* What you will do: Copy out the data that follows exactly, leaving out no line.

Input Start Marker

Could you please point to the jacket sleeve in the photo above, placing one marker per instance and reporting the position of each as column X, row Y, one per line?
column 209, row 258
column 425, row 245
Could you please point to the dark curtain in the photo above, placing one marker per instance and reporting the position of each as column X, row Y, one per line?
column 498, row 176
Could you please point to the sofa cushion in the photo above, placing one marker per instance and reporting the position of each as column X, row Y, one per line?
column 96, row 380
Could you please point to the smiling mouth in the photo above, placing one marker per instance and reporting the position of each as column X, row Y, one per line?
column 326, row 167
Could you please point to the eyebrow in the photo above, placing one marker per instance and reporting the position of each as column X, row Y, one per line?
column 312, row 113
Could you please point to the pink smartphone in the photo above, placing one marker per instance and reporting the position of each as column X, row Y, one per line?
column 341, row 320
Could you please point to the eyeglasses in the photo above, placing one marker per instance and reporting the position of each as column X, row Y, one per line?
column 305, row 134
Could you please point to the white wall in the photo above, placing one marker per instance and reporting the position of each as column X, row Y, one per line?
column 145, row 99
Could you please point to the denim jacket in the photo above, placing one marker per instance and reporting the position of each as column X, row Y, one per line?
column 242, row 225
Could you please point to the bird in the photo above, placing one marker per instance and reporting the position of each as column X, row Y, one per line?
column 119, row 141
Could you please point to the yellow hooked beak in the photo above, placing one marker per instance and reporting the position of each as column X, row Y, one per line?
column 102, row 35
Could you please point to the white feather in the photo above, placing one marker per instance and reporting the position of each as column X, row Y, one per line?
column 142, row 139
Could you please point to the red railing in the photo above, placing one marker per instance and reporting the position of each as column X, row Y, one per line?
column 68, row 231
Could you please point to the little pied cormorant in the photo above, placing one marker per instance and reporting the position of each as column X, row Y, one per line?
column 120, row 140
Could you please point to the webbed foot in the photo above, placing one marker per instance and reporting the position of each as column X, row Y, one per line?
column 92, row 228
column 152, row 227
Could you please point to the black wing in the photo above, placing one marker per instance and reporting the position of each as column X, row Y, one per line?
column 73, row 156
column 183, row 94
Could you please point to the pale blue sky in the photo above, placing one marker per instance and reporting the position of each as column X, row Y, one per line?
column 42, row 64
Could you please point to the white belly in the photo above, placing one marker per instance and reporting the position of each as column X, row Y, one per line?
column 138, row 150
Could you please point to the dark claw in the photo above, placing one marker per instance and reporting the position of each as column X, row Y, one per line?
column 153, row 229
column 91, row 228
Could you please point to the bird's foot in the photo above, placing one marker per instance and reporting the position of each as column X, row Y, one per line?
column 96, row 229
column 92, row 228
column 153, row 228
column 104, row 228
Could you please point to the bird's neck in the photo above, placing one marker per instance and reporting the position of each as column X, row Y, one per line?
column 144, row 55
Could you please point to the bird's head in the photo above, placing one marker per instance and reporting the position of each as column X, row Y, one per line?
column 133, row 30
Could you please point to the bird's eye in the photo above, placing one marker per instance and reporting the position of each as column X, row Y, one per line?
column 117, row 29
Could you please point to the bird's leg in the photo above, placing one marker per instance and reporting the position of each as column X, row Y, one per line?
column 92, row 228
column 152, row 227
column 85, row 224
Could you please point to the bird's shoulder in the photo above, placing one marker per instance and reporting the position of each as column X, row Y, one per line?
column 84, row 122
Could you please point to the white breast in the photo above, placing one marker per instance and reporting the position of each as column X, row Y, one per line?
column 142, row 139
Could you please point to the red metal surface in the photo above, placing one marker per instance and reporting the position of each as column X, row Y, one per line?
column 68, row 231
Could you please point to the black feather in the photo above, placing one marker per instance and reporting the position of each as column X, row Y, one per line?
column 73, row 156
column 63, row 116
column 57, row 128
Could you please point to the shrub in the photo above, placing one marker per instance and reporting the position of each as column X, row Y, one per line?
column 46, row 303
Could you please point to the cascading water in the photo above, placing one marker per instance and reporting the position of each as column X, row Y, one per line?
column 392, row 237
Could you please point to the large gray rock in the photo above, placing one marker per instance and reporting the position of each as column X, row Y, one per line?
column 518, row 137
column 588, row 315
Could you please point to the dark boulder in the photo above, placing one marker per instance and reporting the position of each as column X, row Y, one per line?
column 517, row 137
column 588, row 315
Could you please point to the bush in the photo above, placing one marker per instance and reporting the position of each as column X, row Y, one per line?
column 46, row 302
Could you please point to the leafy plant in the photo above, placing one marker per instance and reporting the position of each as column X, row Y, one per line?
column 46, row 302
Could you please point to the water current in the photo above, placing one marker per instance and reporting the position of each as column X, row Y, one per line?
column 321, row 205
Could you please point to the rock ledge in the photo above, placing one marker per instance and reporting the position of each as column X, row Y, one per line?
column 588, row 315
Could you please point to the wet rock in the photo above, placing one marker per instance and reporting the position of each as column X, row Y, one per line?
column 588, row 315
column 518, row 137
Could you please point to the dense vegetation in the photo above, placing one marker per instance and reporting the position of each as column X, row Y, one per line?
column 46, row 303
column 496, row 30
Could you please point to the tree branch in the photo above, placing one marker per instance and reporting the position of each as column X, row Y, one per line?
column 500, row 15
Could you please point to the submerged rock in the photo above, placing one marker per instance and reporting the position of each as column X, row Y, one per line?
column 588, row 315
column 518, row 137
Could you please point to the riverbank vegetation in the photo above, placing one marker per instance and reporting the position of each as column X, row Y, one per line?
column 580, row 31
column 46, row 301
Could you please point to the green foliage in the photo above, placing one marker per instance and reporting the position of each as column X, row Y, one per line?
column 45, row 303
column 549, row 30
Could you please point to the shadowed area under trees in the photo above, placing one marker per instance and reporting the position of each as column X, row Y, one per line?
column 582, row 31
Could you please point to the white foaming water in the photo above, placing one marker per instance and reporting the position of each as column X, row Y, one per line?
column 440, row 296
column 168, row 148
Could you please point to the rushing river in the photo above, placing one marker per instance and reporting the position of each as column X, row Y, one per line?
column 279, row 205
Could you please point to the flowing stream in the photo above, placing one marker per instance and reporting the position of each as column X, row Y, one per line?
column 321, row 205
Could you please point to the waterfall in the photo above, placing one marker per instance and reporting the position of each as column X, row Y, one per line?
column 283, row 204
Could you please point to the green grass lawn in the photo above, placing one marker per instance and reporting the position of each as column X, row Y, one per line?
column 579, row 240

Input End Marker

* Task response:
Could you please point to the jacket sleeve in the photo above, placing one marker per instance and reporting the position of each as column X, row Y, one per line?
column 209, row 258
column 425, row 245
Could you please point to the dark curtain in the photo above, placing one marker per instance and reporting the position of each as column X, row Y, one per line?
column 498, row 176
Could you please point to the sofa cushion in the photo above, placing one marker per instance and reporting the position of each as column X, row Y, one per line?
column 96, row 380
Could you please point to the smiling mouth in the photo above, placing one marker per instance and reporting the position of each as column X, row Y, one per line?
column 326, row 167
Could you please point to the eyebrow in the photo above, placing one marker per instance and reporting the position of each as column X, row Y, one per line?
column 312, row 113
Could you please point to the pink smartphone in the photo above, placing one marker per instance and reporting the position of each as column X, row Y, one per line?
column 341, row 320
Could you please point to the eyeglasses in the photo above, placing one marker per instance and reporting the position of each as column X, row Y, one per line?
column 305, row 134
Could you please point to the white wall in the photo above, placing one marker per instance and reporting the position of each as column X, row Y, one per line?
column 145, row 99
Could you please point to the denim jacket in the photo above, placing one marker per instance and reporting the position of each as column X, row Y, one per line?
column 242, row 225
Could you please point to the bird in the photo above, placing one marker per instance and reporting the position of each as column X, row Y, one per line?
column 119, row 141
Could you please point to the yellow hooked beak in the photo above, placing one marker per instance and reporting the position of each as column X, row Y, one per line?
column 102, row 35
Could you please point to the white feather in the photo above, placing one marker per instance and reporting the position of each as column X, row Y, one per line?
column 142, row 139
Could you please point to the red railing in the photo above, placing one marker per instance and reporting the position of each as column X, row Y, one per line?
column 68, row 231
Could you please point to the little pied cormorant in the photo above, placing one marker per instance and reporting the position of each as column X, row Y, one per line?
column 120, row 140
Could you please point to the webbed foot in the photo above, placing one marker per instance and reporting the position of each as column X, row Y, one per line?
column 92, row 228
column 152, row 227
Could you please point to the black wing in the photo above, placing one marker per instance and reporting the position of each as column X, row Y, one per line?
column 73, row 156
column 183, row 94
Could you please point to the pale blue sky in the photo above, placing one marker per instance and reporting the position of each as column X, row Y, one per line?
column 42, row 64
Could you please point to the white belly in the photo above, placing one marker per instance and reporting the position of each as column X, row Y, one per line?
column 138, row 150
Could you please point to the dark claw in the photo above, placing one marker per instance and reporting the position of each as column X, row Y, one per line?
column 153, row 229
column 91, row 228
Could you please point to the bird's foot in the photo above, placing one marker per instance and reporting the position of each as column X, row Y, one per line?
column 96, row 229
column 92, row 228
column 153, row 228
column 104, row 228
Could you please point to the bird's neck in the photo above, placing one marker per instance and reporting the position of each as column X, row Y, one per line?
column 144, row 55
Could you please point to the bird's head in the photo above, placing one marker per instance and reporting the position of each as column X, row Y, one per line?
column 133, row 30
Could you please point to the bird's eye in the photo above, placing one marker per instance and reporting the position of each as column X, row Y, one per line?
column 117, row 29
Could you please point to the bird's leg in the photo above, placing one marker per instance and reporting the position of each as column X, row Y, one per line?
column 92, row 228
column 152, row 227
column 85, row 224
Could you please point to the bird's shoulder in the photo above, placing one marker per instance and reporting the position of each as column X, row Y, one per line?
column 84, row 122
Could you please point to the white breast in the photo above, placing one marker per instance and reporting the position of each as column X, row Y, one per line?
column 142, row 139
Could you please point to the red metal surface in the photo above, placing one marker per instance and reporting the position of each as column X, row Y, one per line?
column 68, row 231
Could you please point to the black feather in the photo above, placing one marker per instance and reporting the position of each as column X, row Y, one per line?
column 73, row 156
column 63, row 116
column 57, row 128
Could you please point to the shrub in the photo above, placing one marker per instance and reporting the position of each as column X, row Y, one per line?
column 46, row 303
Could you please point to the cascading water in the photo above, placing one marker per instance and reporting the position of each as column X, row Y, one per line?
column 392, row 237
Could you please point to the large gray rock in the photo above, placing one marker per instance and reporting the position of each as column X, row Y, one per line?
column 518, row 137
column 588, row 315
Could you please point to the dark boulder in the photo above, placing one marker per instance and reporting the position of each as column X, row Y, one per line?
column 517, row 137
column 588, row 315
Could you please point to the bush in the photo above, placing one marker per instance and reporting the position of each as column X, row Y, one per line?
column 46, row 302
Could you please point to the leafy plant in the photo above, placing one marker per instance and reporting the position of each as column X, row Y, one per line?
column 46, row 302
Could you please point to the water current in the photo above, placing one marker per instance and reporting the position of each as column X, row Y, one per line?
column 321, row 205
Could you please point to the rock ledge in the photo above, placing one marker per instance and reporting the position of each as column X, row Y, one per line?
column 588, row 315
Could you please point to the wet rock in the photo above, placing one marker per instance and reporting the position of each as column X, row Y, one per line?
column 588, row 315
column 518, row 137
Could you please point to the dense vegetation in the photo above, placing one marker per instance and reporting the position of each as column X, row Y, one per line?
column 46, row 303
column 496, row 30
Could you please point to the tree branch in the photo above, placing one marker per instance and reporting the position of each as column X, row Y, one per line?
column 500, row 15
Could you please point to the submerged rock in the photo above, placing one marker per instance and reporting the position of each as column X, row Y, one per line?
column 588, row 315
column 518, row 137
Could you please point to the riverbank vegetation in the photo above, placing one marker per instance and reporting the position of each as column X, row Y, one per line?
column 580, row 31
column 46, row 301
Could you please point to the green foliage in the photo above, placing one marker per instance and reporting the position of each as column X, row Y, one per line?
column 45, row 303
column 549, row 30
Could you please point to the shadowed area under trees in the photo above, placing one marker per instance and reporting the position of each as column X, row Y, one per line?
column 582, row 31
Could you please point to the white foaming water in the photo above, placing one marker per instance and reporting the position of each as column X, row Y, one per line?
column 440, row 296
column 168, row 148
Could you please point to the rushing river in the photo above, placing one marker per instance and reporting the position of each as column X, row Y, one per line?
column 279, row 205
Could you please point to the flowing stream in the photo above, placing one marker per instance and reporting the position of each as column X, row Y, one per line?
column 321, row 205
Could you please point to the waterfall in the photo above, placing one marker per instance and reporting the position of each as column X, row Y, one per line?
column 283, row 204
Could you please point to the green grass lawn in the photo above, placing one marker per instance and reporting the position of each as column X, row Y, one per line?
column 579, row 240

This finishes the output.